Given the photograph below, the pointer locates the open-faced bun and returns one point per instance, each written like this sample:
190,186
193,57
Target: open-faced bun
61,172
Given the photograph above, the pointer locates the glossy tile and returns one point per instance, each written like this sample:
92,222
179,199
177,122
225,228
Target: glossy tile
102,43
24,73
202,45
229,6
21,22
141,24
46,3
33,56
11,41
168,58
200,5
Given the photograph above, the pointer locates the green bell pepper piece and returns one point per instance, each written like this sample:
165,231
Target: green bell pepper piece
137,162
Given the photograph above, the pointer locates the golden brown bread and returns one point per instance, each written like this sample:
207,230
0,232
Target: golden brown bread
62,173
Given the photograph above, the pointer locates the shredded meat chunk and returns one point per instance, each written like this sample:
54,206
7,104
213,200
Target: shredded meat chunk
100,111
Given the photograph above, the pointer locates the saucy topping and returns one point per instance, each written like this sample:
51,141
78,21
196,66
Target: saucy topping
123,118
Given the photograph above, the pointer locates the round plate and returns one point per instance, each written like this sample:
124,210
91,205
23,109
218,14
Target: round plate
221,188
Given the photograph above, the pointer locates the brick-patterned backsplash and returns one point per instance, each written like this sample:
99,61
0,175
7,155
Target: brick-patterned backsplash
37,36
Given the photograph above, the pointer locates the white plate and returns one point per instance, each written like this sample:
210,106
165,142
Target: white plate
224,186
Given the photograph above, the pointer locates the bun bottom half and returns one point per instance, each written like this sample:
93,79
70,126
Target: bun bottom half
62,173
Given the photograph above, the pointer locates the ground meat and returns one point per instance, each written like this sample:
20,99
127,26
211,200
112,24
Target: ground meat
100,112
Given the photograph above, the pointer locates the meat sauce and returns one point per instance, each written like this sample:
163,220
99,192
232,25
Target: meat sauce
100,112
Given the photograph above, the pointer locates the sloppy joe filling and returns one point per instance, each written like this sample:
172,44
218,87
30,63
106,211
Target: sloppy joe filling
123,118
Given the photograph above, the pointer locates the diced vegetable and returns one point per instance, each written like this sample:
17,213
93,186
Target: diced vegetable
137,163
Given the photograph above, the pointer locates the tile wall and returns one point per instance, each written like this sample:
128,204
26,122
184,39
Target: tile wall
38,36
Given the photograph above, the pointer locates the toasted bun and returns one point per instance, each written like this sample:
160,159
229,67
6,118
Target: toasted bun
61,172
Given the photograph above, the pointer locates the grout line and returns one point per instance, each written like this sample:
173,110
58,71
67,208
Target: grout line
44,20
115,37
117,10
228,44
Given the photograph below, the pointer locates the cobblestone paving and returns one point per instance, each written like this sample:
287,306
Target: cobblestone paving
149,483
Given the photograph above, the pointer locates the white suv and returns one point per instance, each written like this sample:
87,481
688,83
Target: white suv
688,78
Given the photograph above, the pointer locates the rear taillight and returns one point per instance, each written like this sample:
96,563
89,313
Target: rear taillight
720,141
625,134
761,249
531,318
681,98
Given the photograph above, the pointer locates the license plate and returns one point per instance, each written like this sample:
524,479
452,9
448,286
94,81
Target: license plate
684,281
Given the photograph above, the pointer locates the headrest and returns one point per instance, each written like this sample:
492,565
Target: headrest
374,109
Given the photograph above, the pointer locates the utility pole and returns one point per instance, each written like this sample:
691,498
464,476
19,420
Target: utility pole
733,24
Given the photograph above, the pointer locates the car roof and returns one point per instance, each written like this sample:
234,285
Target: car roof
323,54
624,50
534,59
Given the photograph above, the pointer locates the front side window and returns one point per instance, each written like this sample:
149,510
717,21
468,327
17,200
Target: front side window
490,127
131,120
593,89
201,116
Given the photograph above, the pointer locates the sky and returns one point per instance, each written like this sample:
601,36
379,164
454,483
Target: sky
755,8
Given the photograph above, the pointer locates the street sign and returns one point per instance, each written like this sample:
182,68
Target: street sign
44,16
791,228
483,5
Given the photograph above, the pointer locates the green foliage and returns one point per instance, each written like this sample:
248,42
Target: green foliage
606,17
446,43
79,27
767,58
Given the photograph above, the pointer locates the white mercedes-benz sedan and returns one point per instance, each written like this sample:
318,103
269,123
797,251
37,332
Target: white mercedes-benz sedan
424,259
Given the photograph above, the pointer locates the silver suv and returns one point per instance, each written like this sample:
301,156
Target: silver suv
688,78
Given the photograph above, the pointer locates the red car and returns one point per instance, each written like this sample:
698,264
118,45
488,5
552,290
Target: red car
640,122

- - - - - - -

Every record above should be output exactly.

▶ _Output of the task_:
Given the photograph below, the pointer locates the open-faced bun and returns one point per instance, each written like this sample:
190,186
193,57
Target: open-faced bun
61,172
Given the photograph above, the pointer locates the glossy tile and returns one point per instance, each written like this sample:
92,222
179,199
177,122
225,228
Target: glossy tile
102,43
24,73
202,45
229,6
21,22
141,24
46,3
33,56
11,41
168,58
200,5
Given the photograph above, the pointer locates the green bell pepper piece and returns one point per instance, each written like this sample:
165,231
Target: green bell pepper piece
137,162
Given the photograph above, the pointer locates the golden brown bread and returns one point per instance, each written like this sample:
207,230
0,232
Target: golden brown bread
62,173
Given the photograph above, the pointer locates the shredded meat chunk and returns one point per instance, each written like this sample:
54,206
7,104
213,200
Target: shredded meat chunk
100,111
Given the photograph above, the pointer locates the saucy topping and returns one point per instance, each written like this sample:
51,141
78,21
196,66
Target: saucy topping
123,118
Given the photograph above, the pointer locates the round plate and returns one point per instance, each written like this sample:
124,210
91,205
23,109
218,14
Target: round plate
221,188
Given the photograph above, the pointer locates the brick-patterned backsplash and returns one point per instance, each written like this sample:
99,61
0,175
7,155
Target: brick-patterned backsplash
37,36
Given the photograph above, the pointer locates the white plate and returns one point per instance, each written like this sample:
210,106
165,142
Target: white plate
224,186
Given the photograph above, the pointer locates the bun bottom half and returns one point per instance, each written like this sample:
93,79
70,126
Target: bun bottom half
62,173
Given the photograph above, the pointer locates the ground meat and returns one point per instance, each written like this sample:
20,99
127,26
211,200
112,24
Target: ground meat
100,112
Given the photograph above, the pointer locates the meat sauce and returns one point per instance, each written like this sample:
163,220
99,192
232,25
Target: meat sauce
100,112
Given the photograph above, the pointer locates the sloppy joe filling and returns one point per instance, each written like this sample:
172,44
218,87
30,63
106,211
Target: sloppy joe filling
123,118
Given the photograph above, the pointer locates the diced vegetable and returns one point per instance, each written like this sample:
17,213
93,186
Target: diced vegetable
137,163
Given the photograph above, the pointer locates the tile wall and returns one point per instance, each written like this sample:
128,204
26,122
184,39
Target: tile wall
38,36
Given the photograph above, the pointer locates the toasted bun and returns one point per instance, each written like this sample:
160,159
229,67
6,118
Target: toasted bun
61,172
Given the photograph above, the pointer locates the grout line and returns one point per instance, each written like this sample:
173,110
58,71
67,208
Target: grout line
44,20
115,37
117,10
228,44
Given the photograph below, the pointer locates the cobblestone paving and returns one point per instance, each written like this sample:
287,306
Target: cobblestone paving
149,483
Given the photograph above, the pointer locates the white suv and returns one point per instance, each written like this sample:
87,481
688,83
Target: white suv
688,78
Given the photograph above, the pointer locates the rear taillight and returns one point per instance, each written like this sample:
96,563
89,313
Target: rear taillight
720,141
625,134
761,249
531,318
681,98
Given the photograph above, the pointer locates the license plate and returns one point per instance, each written like this sample:
524,479
452,9
448,286
94,81
Target: license plate
684,281
Given the photograph above, the pointer locates the headrest and returns one point per instance, each written like this sample:
492,565
Target: headrest
374,109
Given the photograph above, the pointer locates the utility pole and returns one point per instance, each written like this sample:
691,498
464,476
19,420
Target: utility pole
733,24
Given the photograph above, the pointer locates the car roof and returns one point per instance, each written like this sample:
234,285
Target: car roof
323,54
624,50
534,59
Given the photograph above, the pointer locates the front side window and returns one point per instance, each written like this sample:
149,510
717,21
468,327
17,200
Target: front side window
490,127
131,120
593,89
201,116
Given the photograph above, the pointer locates the sky and returns one point per instance, each written like this sample:
601,36
379,164
454,483
Target: sky
755,8
Given the photograph above, the pointer locates the street sign and returns one point per instance, each written like this sample:
182,68
Target: street sign
44,16
791,228
483,5
Given the photograph above, the pointer locates the green foliage and returns one point per instance, each written like this sample:
248,42
Target: green foliage
606,17
446,43
79,27
767,58
Given the photograph above, the pointer locates the white mercedes-benz sedan and returns one point per instance, each written like this sample:
318,103
269,123
797,251
37,332
Target: white mercedes-benz sedan
424,259
Given the photograph above, the pointer locates the silver suv and returns one point per instance, each written like this sample:
301,156
Target: silver suv
688,78
Given the photograph above, the pointer locates the red car and returns one point per instance, each written like this sample:
698,264
118,45
488,5
552,290
Target: red car
640,122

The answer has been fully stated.